§ **WHAT IS ASKED**: Retype each of the records below, keeping every character unchanged.

>> BEGIN INPUT

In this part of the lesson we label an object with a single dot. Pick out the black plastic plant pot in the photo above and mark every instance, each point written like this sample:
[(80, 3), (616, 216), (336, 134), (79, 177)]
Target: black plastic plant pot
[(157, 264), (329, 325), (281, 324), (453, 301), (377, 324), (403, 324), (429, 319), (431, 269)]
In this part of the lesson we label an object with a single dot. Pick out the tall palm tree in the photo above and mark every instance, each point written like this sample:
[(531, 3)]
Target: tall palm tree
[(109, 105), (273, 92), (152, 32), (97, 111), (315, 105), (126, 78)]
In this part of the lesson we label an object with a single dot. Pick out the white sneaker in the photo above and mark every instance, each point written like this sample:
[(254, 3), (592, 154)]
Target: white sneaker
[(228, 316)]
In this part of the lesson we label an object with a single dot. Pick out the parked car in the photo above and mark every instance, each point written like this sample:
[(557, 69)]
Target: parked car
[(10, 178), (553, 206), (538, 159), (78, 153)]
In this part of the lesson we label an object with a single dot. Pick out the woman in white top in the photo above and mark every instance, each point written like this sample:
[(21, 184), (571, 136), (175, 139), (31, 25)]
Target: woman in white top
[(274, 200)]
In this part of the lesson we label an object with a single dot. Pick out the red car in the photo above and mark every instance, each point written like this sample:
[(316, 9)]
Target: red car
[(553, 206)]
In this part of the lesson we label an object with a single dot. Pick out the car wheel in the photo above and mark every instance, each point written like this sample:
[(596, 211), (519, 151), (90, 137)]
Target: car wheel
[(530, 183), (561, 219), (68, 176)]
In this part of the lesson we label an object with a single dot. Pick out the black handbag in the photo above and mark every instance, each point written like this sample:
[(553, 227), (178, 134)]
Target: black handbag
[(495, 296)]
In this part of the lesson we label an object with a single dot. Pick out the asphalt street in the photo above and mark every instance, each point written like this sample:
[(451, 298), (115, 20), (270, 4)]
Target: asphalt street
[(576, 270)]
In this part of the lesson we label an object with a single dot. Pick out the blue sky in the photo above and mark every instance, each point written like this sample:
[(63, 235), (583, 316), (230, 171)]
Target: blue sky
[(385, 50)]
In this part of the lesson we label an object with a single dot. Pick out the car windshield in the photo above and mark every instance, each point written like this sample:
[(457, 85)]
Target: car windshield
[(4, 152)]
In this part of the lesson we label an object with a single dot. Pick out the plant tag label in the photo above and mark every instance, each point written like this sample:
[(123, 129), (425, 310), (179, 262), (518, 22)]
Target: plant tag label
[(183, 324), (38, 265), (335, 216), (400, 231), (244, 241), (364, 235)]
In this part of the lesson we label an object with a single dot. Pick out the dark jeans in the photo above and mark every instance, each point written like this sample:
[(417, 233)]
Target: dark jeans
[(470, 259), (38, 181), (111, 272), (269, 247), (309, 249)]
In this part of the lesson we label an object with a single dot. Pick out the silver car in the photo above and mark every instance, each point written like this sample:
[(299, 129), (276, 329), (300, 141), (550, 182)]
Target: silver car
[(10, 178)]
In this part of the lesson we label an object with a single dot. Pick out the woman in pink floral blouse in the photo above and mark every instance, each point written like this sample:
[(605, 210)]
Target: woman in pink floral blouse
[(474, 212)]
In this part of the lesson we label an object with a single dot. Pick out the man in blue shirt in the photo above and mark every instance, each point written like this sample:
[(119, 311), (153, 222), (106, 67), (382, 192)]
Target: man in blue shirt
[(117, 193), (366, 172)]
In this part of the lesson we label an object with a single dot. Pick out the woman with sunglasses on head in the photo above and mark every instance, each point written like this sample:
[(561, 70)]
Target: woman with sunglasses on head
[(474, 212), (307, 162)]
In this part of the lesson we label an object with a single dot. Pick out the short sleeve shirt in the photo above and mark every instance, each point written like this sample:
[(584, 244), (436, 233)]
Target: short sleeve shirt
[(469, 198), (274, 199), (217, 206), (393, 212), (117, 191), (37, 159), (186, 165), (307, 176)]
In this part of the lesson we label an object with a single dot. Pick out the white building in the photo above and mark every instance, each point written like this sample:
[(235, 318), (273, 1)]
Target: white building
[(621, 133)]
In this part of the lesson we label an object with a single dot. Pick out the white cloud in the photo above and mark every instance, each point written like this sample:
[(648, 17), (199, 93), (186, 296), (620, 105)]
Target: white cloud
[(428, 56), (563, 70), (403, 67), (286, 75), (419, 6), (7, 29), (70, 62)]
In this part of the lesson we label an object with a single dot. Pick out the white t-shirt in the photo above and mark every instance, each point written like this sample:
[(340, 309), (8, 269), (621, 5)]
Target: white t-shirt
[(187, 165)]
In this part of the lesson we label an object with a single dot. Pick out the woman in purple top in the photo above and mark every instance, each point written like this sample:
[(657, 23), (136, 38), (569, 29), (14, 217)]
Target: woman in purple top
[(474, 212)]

>> END INPUT

§ **COMPLETED EXERCISE**:
In this part of the lesson we label an object with a single dot. Pick out the black plastic plant pot in the photo above and mark every instance, each point written like this sample:
[(80, 3), (616, 216), (336, 134), (79, 177)]
Target: black plastic plant pot
[(157, 264), (329, 325), (281, 324), (453, 301), (377, 324), (403, 324), (429, 319), (431, 269)]
In this part of the lesson we label an object with a single dot. Pick out the tall palm tree in the photo above and mark every instance, each point written like this sample:
[(531, 3)]
Target: tall palm tree
[(109, 105), (273, 92), (152, 32), (97, 111), (315, 105), (126, 78)]
In this part of the lesson we label an object with a single dot. Pick out the white sneaker in the photo above and mark every instance, each point written like this sample:
[(254, 3), (592, 154)]
Target: white sneaker
[(228, 316)]
In this part of the lesson we label an object with a single dot. Pick out the parked car in the photo above and mark every instance, each point written like this sample:
[(557, 69)]
Target: parked car
[(10, 178), (553, 206), (538, 159), (78, 153)]
In this part of the lesson we label an object with a single dot. Pick out the woman in white top in the photo above and mark every instance, each point written like this sample:
[(21, 184), (571, 136), (175, 139), (31, 25)]
Target: woman in white top
[(274, 200)]
In this part of the lesson we label an object with a single dot. Pick out the red car in the photo above and mark every instance, each point written like this sample:
[(316, 9)]
Target: red car
[(553, 206)]
In this part of the lesson we label an object with a single dot. Pick out the car wheel in the photo above and mark every instance, each point written like this sample:
[(596, 211), (519, 151), (90, 137)]
Target: car wheel
[(530, 183), (561, 219), (68, 176)]
In this part of the lesson we label an object with a single dot. Pick out the black handbag in the photo above and mark every instance, each point written like this sample:
[(553, 227), (178, 134)]
Target: black handbag
[(495, 296)]
In this part of the lesson we label an object with a single dot. Pick out the asphalt street in the photo above and mark every instance, each point written like this sample:
[(451, 298), (115, 20), (270, 4)]
Target: asphalt street
[(576, 270)]
In this part of the lesson we label an object with a single dot. Pick out the blue sky in the photo above and mark every instance, each point written like this sample:
[(63, 235), (583, 316), (230, 171)]
Target: blue sky
[(385, 50)]
In this part of the lesson we label an object with a single dot. Pick out the car windshield in the photo above and mark every instance, each point written like this sample:
[(457, 85)]
Target: car windshield
[(4, 152)]
In this part of the lesson we label an object with a single dot. Pick out the plant tag label in the photo above and mark every instance, each point written like this sample:
[(123, 129), (425, 310), (179, 262), (518, 22)]
Target: plant tag label
[(183, 324), (38, 265), (335, 216), (400, 231), (244, 241), (364, 235)]
In this part of the lesson we label an object with a single dot. Pick out the dark jeans in the photo above and mark every instance, each point written like this sample:
[(417, 233)]
Target: dark jeans
[(470, 259), (38, 181), (111, 272), (269, 247), (309, 249)]
In this part of the lesson we label an object with a single dot. Pick out the silver car in the photo above and mark every instance, each point written like this sample:
[(299, 129), (276, 329), (300, 141), (550, 182)]
Target: silver car
[(10, 178)]
In this part of the lesson we label an object with a single dot. Pick out the woman in pink floral blouse in the photo above and mark every instance, each point written like this sample:
[(605, 210)]
Target: woman in pink floral blouse
[(474, 212)]
In this part of the lesson we label an object with a single dot. Pick out the man in blue shirt in the photo above and mark every instance, each point written like this sample:
[(119, 311), (153, 222), (106, 67), (382, 192)]
Target: man in blue shirt
[(117, 193), (366, 172)]
In this part of the lesson we label an object with a single dot. Pick out the woman with sunglasses on head in the photo above and mark every instance, each point written like this sample:
[(561, 70)]
Target: woman with sunglasses on head
[(474, 212), (307, 162)]
In this part of the lesson we label an object with a single dot. Pick out the short sleeve shirt in the photo above and mark every instance, each point written like this sample:
[(584, 244), (436, 233)]
Target: short sleeve shirt
[(469, 198), (274, 199), (217, 206), (393, 212), (117, 191), (37, 159), (186, 165), (307, 176)]
In this part of the lesson we label an object with a single dot. Pick out the white building in the photo above and mark every instance, each point written like this sample:
[(235, 318), (273, 1)]
Target: white building
[(621, 133)]
In this part of the lesson we label an object with a single dot. Pick out the white cloud in the photo above and mark every instance, each point written like this sample:
[(648, 17), (199, 93), (186, 296), (620, 105)]
Target: white cloud
[(428, 56), (563, 70), (403, 67), (286, 75), (419, 6), (7, 29), (70, 62)]
In this part of the lesson we label an object with a single dot. Pick out the white t-shirt in the photo above and mark every instance, each point written like this sample:
[(340, 309), (8, 269), (621, 5)]
Target: white t-shirt
[(187, 165)]
In this part of the lesson we label an object with a single dot. Pick out the woman in purple top in the photo above and mark every instance, each point written like this sample:
[(657, 23), (136, 38), (569, 29), (14, 217)]
Target: woman in purple top
[(474, 212)]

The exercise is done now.